Source passage
-------
Sometime in the last month, I was forwarded a request to blog about Model United Nations at MIT. I covered this issue somewhat in this entry, when I went to UPMUNC in November.
One of the most common questions the MIT MUN delegation gets from students from other MUN teams is, “Aren’t you guys a tech school? What are you doing here?!” Ahem. Engineers can debate, too!
We attend several conferences in a year – this year, we had 5 conferences, and hosted one conference for high schoolers. These are the different conferences we had:
BarMUN (a new BU conference for collegiate students) – October, Boston, MA
UPMUNC (hosted by UPenn) – November, Philadelphia, PA
McMUN (hosted by McGill) – January (IAP), Montreal, Canada
HNMUN (hosted by Harvard) – February (this past weekend), Cambridge, MA
WorldMUN (international conference) – March (during spring break), Puebla, Mexico
BosMUN (a BU-MIT joint conference hosted for high school students) – February (two weekends ago)
Members of the BU or MIT MUN program are given the chance to staff BosMUN. Chairing aside, positions were primarily needed for crisis staff and logistical stuff. For this conference, I was able to vice-chair for a specialized committee in BosMUN. The conference had around 1200 students from all over the world (including sizable delegations from China), and it was an interesting experience meeting these students and seeing the conference from the other side of the spectrum.
Joining MUN is easy. Generally, you just sign on to the MIT MUN mailing list, and you’ll regularly receive information about the application to other conferences. I personally think that doing MUN is a very welcome break from the torrent of science that is present everyday. =D
In other news, I’m a “sophomore”! Although I prided myself on not caving into the pressure of advanced sophomore standing (it’s something that most freshmen hop onto rather quickly) in the beginning, I decided that it was to my advantage to declare sophomore standing.
So what is “sophomore standing” at MIT?
Basically if you took a sizable amount of AP exams in high school (or courses at a local college) and received decent marks (5s for AP exams), MIT would award you with what is called “General Elective Credits,” and those credits will be appended onto your transcript. Moreover, you need to meet these factors:
* Have taken the majority of science GIRs (there are 6 science/math GIRs – so you need 4).
* Have taken and passed a CI HASS class (basically a humanities class that involves more writing of essays, talking, or any other form of “communication” – CI stands for Communication Intensive). A side note: you’re actually required to take a CI class during your first year at MIT, or you’ll be considered to be in “non-compliance” with the Freshman Communication Requirement. Curious.
* Have more than 96 credits before the beginning of the second semester (one semester at MIT = 48 credits).
-------
Tasks for this exercise
• a. Summarize the blog entry in two sentences.
• b. Transcribe the part of the blog entry that begins at the words "Basically if you" and stops after the words "Communication Requirement. Curious.".

(Dataset items)
-------
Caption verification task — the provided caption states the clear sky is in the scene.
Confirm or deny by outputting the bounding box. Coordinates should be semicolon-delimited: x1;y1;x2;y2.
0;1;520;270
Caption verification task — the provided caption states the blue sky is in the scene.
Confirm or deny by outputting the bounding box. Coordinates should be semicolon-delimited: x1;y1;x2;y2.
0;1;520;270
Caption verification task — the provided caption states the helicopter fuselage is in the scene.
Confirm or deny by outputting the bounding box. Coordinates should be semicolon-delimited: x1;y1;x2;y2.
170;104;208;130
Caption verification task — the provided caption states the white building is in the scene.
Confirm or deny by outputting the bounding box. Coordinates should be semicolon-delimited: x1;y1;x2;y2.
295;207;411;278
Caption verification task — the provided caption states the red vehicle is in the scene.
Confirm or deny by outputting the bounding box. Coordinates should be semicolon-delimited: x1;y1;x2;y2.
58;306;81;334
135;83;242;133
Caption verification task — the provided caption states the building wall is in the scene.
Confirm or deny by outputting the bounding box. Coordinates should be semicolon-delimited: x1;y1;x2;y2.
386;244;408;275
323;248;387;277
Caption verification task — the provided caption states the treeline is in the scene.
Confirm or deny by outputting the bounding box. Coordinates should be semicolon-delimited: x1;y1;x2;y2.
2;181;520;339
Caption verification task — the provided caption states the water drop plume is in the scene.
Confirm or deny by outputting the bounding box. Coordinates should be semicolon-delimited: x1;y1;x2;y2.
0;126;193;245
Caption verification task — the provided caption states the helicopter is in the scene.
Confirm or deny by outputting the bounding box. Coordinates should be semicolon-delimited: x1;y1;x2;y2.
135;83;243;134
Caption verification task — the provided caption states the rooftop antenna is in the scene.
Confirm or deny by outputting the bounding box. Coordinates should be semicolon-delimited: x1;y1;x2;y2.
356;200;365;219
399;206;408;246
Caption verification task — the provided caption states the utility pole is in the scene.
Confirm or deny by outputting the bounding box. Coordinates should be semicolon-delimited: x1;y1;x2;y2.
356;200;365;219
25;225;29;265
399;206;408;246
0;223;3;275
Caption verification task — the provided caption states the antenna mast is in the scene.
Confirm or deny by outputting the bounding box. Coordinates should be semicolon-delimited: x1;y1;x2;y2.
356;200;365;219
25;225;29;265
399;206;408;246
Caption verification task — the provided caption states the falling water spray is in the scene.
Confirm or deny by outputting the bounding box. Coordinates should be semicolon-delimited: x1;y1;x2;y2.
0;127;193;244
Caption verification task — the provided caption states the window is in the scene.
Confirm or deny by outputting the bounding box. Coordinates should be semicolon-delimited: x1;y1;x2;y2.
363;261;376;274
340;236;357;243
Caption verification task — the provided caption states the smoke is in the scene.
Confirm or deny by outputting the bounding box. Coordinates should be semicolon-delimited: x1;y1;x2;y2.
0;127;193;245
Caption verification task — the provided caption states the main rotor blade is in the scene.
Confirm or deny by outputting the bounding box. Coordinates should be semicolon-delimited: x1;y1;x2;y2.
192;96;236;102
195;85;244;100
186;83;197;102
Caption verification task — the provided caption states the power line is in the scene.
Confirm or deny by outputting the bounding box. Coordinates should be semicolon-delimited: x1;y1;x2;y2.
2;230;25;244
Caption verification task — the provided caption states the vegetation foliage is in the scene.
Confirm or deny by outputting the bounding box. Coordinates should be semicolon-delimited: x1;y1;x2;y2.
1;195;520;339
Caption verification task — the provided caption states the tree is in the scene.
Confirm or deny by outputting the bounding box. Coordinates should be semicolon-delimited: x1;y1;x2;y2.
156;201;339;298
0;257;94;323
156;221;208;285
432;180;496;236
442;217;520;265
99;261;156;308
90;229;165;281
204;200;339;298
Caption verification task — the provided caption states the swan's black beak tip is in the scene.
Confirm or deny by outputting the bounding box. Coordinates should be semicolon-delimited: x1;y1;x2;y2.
-------
Task-by-task answers
• a. The writer describes the MIT Model United Nations delegation, which attended five conferences this year and hosted one for high school students, BosMUN, where the writer vice-chaired a specialized committee, and notes that joining generally requires only signing on to the MIT MUN mailing list. The writer also explains the decision to declare sophomore standing, which requires General Elective Credits from AP exams or local college courses, most of the science GIRs, a passed CI HASS class, and more than 96 credits before the beginning of the second semester.

• b.
Basically if you took a sizable amount of AP exams in high school (or courses at a local college) and received decent marks (5s for AP exams), MIT would award you with what is called “General Elective Credits,” and those credits will be appended onto your transcript. Moreover, you need to meet these factors:
* Have taken the majority of science GIRs (there are 6 science/math GIRs – so you need 4).
* Have taken and passed a CI HASS class (basically a humanities class that involves more writing of essays, talking, or any other form of “communication” – CI stands for Communication Intensive). A side note: you’re actually required to take a CI class during your first year at MIT, or you’ll be considered to be in “non-compliance” with the Freshman Communication Requirement. Curious.